= What to work on =
Write out the full set of records exactly. Any pictures in them do not belong in the copy.

### The input

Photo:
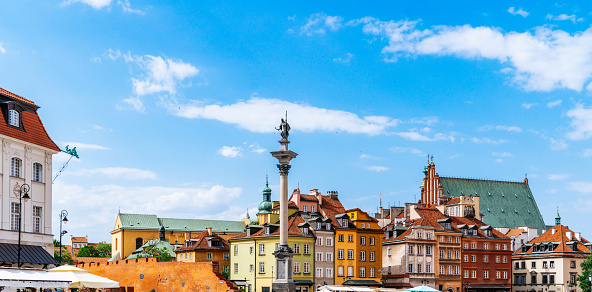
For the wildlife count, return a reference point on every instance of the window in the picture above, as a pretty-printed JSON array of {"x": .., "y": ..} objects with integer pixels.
[
  {"x": 14, "y": 215},
  {"x": 37, "y": 219},
  {"x": 319, "y": 273},
  {"x": 37, "y": 172},
  {"x": 319, "y": 257},
  {"x": 15, "y": 167},
  {"x": 13, "y": 118}
]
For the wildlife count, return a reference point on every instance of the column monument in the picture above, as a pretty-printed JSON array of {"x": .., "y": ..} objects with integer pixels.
[{"x": 283, "y": 281}]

######

= Answer area =
Photo:
For the wildlife count, return a reference point on every instance of the window in the picture above, as a pretty-printed JSON array of {"x": .., "y": ..} objects with integer pixels.
[
  {"x": 14, "y": 215},
  {"x": 37, "y": 219},
  {"x": 319, "y": 273},
  {"x": 37, "y": 172},
  {"x": 319, "y": 257},
  {"x": 15, "y": 167},
  {"x": 13, "y": 118}
]
For the wildlife count, return a reference point on every instance of the column monument in the picture above, as a pretty-printed JSON array of {"x": .., "y": ..} objects with integer pixels.
[{"x": 283, "y": 281}]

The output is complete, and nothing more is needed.